* Your task
Please write out the data exactly, line by line.

•••

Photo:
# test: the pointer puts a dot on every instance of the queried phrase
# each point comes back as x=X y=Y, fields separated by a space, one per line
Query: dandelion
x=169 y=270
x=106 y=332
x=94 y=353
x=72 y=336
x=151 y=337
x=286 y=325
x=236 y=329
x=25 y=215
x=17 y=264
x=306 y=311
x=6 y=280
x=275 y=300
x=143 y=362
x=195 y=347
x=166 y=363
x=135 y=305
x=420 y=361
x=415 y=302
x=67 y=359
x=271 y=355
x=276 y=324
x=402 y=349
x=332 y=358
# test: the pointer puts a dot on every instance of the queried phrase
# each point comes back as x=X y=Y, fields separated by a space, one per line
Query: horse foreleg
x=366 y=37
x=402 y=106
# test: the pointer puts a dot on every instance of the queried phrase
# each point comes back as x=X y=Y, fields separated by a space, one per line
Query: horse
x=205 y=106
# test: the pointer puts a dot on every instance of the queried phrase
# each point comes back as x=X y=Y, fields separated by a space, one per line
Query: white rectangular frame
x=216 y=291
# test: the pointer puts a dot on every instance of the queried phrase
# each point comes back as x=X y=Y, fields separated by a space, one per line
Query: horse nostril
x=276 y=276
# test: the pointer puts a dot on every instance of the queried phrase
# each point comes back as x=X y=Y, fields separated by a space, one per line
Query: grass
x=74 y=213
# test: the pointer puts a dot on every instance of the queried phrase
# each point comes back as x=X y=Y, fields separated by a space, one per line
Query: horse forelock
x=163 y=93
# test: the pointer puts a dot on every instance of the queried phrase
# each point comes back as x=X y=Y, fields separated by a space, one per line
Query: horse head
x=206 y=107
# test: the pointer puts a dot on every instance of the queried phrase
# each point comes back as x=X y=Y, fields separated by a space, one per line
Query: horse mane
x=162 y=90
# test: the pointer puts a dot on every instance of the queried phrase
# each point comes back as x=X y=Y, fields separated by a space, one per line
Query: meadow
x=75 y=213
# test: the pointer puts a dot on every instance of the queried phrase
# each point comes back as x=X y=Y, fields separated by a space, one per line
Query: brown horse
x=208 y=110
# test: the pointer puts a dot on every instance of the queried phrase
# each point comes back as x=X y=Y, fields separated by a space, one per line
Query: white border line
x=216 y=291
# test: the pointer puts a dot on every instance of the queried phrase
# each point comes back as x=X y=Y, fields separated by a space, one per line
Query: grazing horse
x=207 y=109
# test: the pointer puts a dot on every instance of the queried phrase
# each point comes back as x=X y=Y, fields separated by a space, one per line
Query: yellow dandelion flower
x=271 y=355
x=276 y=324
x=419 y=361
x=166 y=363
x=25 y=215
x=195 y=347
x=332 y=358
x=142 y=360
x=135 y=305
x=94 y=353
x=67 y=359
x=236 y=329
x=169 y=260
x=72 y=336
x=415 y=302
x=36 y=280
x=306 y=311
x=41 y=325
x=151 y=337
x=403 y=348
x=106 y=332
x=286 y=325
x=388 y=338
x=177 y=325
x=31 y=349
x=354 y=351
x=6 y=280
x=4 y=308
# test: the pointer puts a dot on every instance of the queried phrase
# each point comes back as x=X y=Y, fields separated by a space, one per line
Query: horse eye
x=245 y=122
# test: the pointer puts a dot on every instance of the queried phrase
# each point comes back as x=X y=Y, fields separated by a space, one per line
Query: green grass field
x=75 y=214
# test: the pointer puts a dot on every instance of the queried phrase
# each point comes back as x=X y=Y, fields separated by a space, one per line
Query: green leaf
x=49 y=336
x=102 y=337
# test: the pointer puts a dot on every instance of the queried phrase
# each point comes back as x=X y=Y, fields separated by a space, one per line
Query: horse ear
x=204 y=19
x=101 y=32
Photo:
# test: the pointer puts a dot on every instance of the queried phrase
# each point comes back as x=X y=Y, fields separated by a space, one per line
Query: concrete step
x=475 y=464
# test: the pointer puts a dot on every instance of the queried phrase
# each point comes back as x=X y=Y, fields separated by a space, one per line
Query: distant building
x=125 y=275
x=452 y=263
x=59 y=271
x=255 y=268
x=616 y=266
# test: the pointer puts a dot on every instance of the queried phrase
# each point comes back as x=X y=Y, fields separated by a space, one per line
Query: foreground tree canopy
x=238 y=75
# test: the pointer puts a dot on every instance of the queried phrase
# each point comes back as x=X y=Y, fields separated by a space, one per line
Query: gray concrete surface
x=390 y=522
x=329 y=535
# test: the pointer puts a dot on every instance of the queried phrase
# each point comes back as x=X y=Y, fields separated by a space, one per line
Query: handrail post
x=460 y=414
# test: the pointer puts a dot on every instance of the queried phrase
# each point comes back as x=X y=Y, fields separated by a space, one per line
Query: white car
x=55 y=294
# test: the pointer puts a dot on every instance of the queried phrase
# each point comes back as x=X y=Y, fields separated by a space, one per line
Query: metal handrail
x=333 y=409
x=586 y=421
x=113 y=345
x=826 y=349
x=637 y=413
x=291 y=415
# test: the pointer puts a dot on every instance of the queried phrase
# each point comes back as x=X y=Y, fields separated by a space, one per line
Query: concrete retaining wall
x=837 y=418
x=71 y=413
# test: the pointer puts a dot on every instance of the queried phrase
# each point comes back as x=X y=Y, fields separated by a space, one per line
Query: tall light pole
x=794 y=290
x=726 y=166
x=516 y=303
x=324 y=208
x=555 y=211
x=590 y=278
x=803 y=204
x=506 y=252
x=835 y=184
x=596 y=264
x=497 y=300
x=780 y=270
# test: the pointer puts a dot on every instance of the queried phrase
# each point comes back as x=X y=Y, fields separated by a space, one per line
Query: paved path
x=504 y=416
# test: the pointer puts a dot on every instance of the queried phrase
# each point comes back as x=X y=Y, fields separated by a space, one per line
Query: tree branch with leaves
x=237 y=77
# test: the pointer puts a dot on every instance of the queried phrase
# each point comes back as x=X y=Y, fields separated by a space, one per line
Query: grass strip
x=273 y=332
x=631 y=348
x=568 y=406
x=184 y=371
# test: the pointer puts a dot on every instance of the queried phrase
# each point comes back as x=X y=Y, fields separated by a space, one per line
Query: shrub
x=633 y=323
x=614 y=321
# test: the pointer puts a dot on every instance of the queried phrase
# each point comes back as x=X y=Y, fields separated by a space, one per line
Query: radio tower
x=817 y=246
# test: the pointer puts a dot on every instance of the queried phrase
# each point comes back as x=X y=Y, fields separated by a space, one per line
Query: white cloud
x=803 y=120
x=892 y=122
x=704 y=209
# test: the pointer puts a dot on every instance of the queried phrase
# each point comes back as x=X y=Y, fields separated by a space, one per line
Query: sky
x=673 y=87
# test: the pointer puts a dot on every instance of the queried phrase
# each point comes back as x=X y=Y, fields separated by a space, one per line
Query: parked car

•••

* Completed task
Photo:
# test: the pointer puts a dot on every instance of the queried phrase
# each point comes back as x=X y=Y, fields separated by a space, one per line
Query: dandelion
x=169 y=270
x=106 y=332
x=94 y=353
x=72 y=336
x=151 y=337
x=286 y=325
x=236 y=329
x=25 y=215
x=17 y=264
x=306 y=311
x=6 y=280
x=275 y=300
x=143 y=362
x=195 y=347
x=166 y=363
x=135 y=305
x=420 y=361
x=415 y=302
x=67 y=359
x=271 y=355
x=276 y=324
x=402 y=349
x=332 y=358
# test: the pointer puts a dot on every instance of the queried phrase
# each point comes back as x=X y=Y, fields separated by a space, one per line
Query: horse foreleg
x=366 y=37
x=402 y=106
# test: the pointer puts a dot on every instance of the queried phrase
# each point comes back as x=X y=Y, fields separated by a space, one per line
Query: horse
x=205 y=106
# test: the pointer puts a dot on every instance of the queried phrase
# each point comes back as x=X y=Y, fields separated by a space, one per line
Query: white rectangular frame
x=216 y=291
# test: the pointer puts a dot on every instance of the queried phrase
# each point comes back as x=X y=Y, fields separated by a space, one per line
Query: horse nostril
x=276 y=276
# test: the pointer puts a dot on every instance of the queried phrase
# each point comes back as x=X y=Y, fields separated by a space, one per line
Query: grass
x=74 y=213
# test: the pointer puts a dot on every instance of the queried phrase
# each point comes back as x=X y=Y, fields separated by a space, one per line
Query: horse forelock
x=163 y=93
# test: the pointer puts a dot on every instance of the queried phrase
# each point comes back as x=X y=Y, fields separated by a space, one per line
Query: horse head
x=206 y=107
# test: the pointer puts a dot on every instance of the queried phrase
# each point comes back as x=X y=Y, fields separated by a space, one per line
Query: horse mane
x=162 y=90
# test: the pointer puts a dot on every instance of the queried phrase
# each point comes back as x=X y=Y, fields separated by a space, one per line
Query: meadow
x=75 y=213
# test: the pointer puts a dot on every instance of the queried phrase
# each point comes back as x=X y=Y, fields separated by a space, one per line
Query: brown horse
x=208 y=110
# test: the pointer puts a dot on every instance of the queried phrase
# each point comes back as x=X y=Y, fields separated by a space, one per line
Query: white border line
x=216 y=291
# test: the pointer puts a dot on every instance of the queried phrase
# each point comes back as x=X y=Y, fields separated by a space, one per line
Query: grazing horse
x=207 y=109
# test: the pointer puts a dot on every instance of the queried phrase
# each point comes back as x=X y=Y, fields separated by a space, one per line
Query: yellow dandelion flower
x=271 y=355
x=276 y=324
x=419 y=361
x=166 y=363
x=25 y=215
x=195 y=347
x=332 y=358
x=142 y=360
x=135 y=305
x=94 y=353
x=67 y=359
x=236 y=329
x=169 y=260
x=72 y=336
x=415 y=302
x=36 y=280
x=306 y=311
x=41 y=325
x=151 y=337
x=403 y=348
x=106 y=332
x=286 y=325
x=388 y=338
x=177 y=325
x=31 y=349
x=354 y=351
x=6 y=280
x=4 y=308
# test: the pointer puts a dot on every instance of the queried phrase
# each point comes back as x=X y=Y, fields separated by a space, one per line
Query: horse eye
x=245 y=122
# test: the pointer puts a dot on every instance of the queried phrase
# each point comes back as x=X y=Y, fields separated by a space, one per line
Query: green grass field
x=75 y=214
# test: the pointer puts a dot on every instance of the queried phrase
# each point comes back as x=X y=Y, fields separated by a space, one per line
Query: green leaf
x=49 y=336
x=102 y=337
# test: the pointer puts a dot on every instance of the queried phrase
# each point comes back as x=X y=Y, fields separated by a space, one per line
Query: horse ear
x=204 y=19
x=101 y=32
Photo:
# test: the pointer puts a dot on every instance of the queried phrase
# each point comes back as x=X y=Y, fields separated by a space, one per line
Query: concrete step
x=475 y=464
# test: the pointer puts a dot on every instance of the queried phrase
# each point comes back as x=X y=Y, fields separated by a space, one per line
Query: distant building
x=125 y=275
x=452 y=263
x=59 y=271
x=255 y=268
x=616 y=266
# test: the pointer puts a dot on every instance of the queried phrase
# each point comes back as x=X y=Y, fields separated by a space, one per line
Query: foreground tree canopy
x=238 y=75
# test: the pointer puts a dot on every instance of the queried phrase
# each point comes back as x=X y=Y, fields separated by a space, one per line
Query: gray concrete surface
x=390 y=522
x=329 y=535
# test: the pointer puts a dot on every instance of the queried phrase
# each point comes back as x=X y=Y, fields separated by a space, one per line
Query: handrail post
x=460 y=414
# test: the pointer puts a dot on every instance of the queried phrase
# each point comes back as x=X y=Y, fields separated by a space, one per line
Query: white car
x=55 y=294
# test: the pointer puts a dot on every instance of the queried phrase
# each point comes back as x=X y=Y, fields separated by a space, one per line
Query: metal handrail
x=333 y=409
x=586 y=421
x=113 y=345
x=826 y=349
x=637 y=413
x=291 y=415
# test: the pointer puts a dot on every instance of the queried phrase
# each point comes back as x=X y=Y, fields separated by a space, one per line
Query: concrete retaining wall
x=837 y=418
x=71 y=413
# test: the pointer puts a dot on every instance of the queried phrase
# each point comes back as x=X y=Y, fields separated by a space, one per line
Query: tall light pole
x=794 y=290
x=726 y=166
x=516 y=303
x=324 y=208
x=555 y=211
x=590 y=278
x=803 y=204
x=506 y=252
x=835 y=184
x=596 y=264
x=497 y=300
x=780 y=270
# test: the pointer puts a dot on every instance of the queried phrase
# each point comes back as x=X y=Y, fields separated by a space, one per line
Query: paved path
x=504 y=416
# test: the pointer puts a dot on every instance of the queried phrase
# each point comes back as x=X y=Y, fields separated by a space, one per line
Query: tree branch with leaves
x=237 y=77
# test: the pointer puts a dot on every instance of the queried phrase
# each point comes back as x=X y=Y, fields separated by a space, one per line
Query: grass strip
x=273 y=332
x=631 y=348
x=568 y=406
x=184 y=371
# test: the pointer puts a dot on every instance of the queried phrase
# each point comes back as x=X y=Y, fields separated by a space, one per line
Query: shrub
x=633 y=323
x=614 y=321
# test: the pointer puts a dot on every instance of the queried phrase
# each point comes back as x=X y=Y, fields separated by a space, one per line
Query: radio tower
x=817 y=246
# test: the pointer puts a dot on every instance of the queried phrase
# each point comes back as x=X y=Y, fields separated by a space, one per line
Query: white cloud
x=803 y=120
x=892 y=122
x=704 y=209
# test: the pointer puts a dot on every instance of the queried phrase
# each point comes back as x=X y=Y, fields separated by a space, one per line
Query: sky
x=673 y=87
# test: the pointer puts a dot on every instance of the queried phrase
# each point comes back as x=X y=Y, fields separated by a space, one per line
Query: parked car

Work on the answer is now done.